» **EXERCISE PROMPT**: Extract every line of the listing below and copy it out verbatim, in its original order.

[Point placement records]
★ ★ ★ ★ ★

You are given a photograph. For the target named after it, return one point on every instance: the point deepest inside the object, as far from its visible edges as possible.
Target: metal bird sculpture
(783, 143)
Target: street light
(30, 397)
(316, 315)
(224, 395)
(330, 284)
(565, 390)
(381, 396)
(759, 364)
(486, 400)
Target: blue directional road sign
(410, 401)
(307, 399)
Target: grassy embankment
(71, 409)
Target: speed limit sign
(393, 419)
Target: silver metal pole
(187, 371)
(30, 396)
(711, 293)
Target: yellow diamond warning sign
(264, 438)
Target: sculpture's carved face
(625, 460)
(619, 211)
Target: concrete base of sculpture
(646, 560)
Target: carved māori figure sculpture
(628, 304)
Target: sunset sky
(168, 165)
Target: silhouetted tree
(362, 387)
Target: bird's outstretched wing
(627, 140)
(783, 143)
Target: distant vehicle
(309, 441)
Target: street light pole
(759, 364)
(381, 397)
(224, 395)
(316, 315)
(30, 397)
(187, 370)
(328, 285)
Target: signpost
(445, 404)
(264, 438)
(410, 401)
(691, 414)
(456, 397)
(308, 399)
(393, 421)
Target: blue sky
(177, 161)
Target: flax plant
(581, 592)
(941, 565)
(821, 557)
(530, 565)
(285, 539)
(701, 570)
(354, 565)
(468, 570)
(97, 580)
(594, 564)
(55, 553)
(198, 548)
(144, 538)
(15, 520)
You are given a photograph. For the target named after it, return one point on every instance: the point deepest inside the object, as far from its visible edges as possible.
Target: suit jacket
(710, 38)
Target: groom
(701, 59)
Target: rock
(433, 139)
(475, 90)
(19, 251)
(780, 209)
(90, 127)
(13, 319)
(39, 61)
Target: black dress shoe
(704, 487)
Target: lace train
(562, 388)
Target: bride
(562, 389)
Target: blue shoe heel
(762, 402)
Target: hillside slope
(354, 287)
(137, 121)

★ ★ ★ ★ ★

» **RESULT OF THIS TASK**:
You are given a photograph. For the target named after it, return one point on every instance: the point deepest inside the object, as far from its visible edges as possible.
Target: metal bird sculpture
(783, 143)
Target: street light
(30, 397)
(316, 315)
(224, 395)
(330, 284)
(565, 390)
(381, 396)
(759, 364)
(486, 400)
Target: blue directional road sign
(410, 401)
(307, 399)
Target: grassy embankment
(71, 409)
Target: speed limit sign
(393, 419)
Target: silver metal pole
(187, 371)
(30, 396)
(711, 293)
Target: yellow diamond warning sign
(264, 438)
Target: sculpture's carved face
(625, 460)
(619, 211)
Target: concrete base of sculpture
(646, 560)
Target: carved māori figure sculpture
(628, 304)
Target: sunset sky
(168, 165)
Target: silhouetted tree
(362, 387)
Target: bird's outstretched wing
(627, 140)
(783, 143)
Target: distant vehicle
(309, 441)
Target: street light pole
(759, 364)
(381, 397)
(224, 395)
(316, 315)
(30, 397)
(187, 370)
(328, 285)
Target: signpost
(445, 404)
(264, 438)
(410, 401)
(691, 414)
(456, 397)
(308, 399)
(393, 421)
Target: blue sky
(177, 161)
Target: flax plant
(581, 592)
(941, 565)
(821, 557)
(530, 565)
(285, 539)
(701, 570)
(354, 565)
(468, 570)
(97, 580)
(594, 564)
(55, 553)
(198, 548)
(144, 538)
(15, 520)
You are given a photograph. For the target named after it, return one point on every instance: the point deepest inside the object, as far from its visible edges as possible.
Target: suit jacket
(710, 38)
Target: groom
(701, 59)
Target: rock
(433, 139)
(475, 90)
(19, 251)
(780, 209)
(90, 127)
(13, 319)
(39, 61)
Target: black dress shoe
(704, 487)
Target: lace train
(562, 388)
Target: bride
(562, 389)
Target: blue shoe heel
(762, 402)
Target: hillside slope
(354, 287)
(137, 121)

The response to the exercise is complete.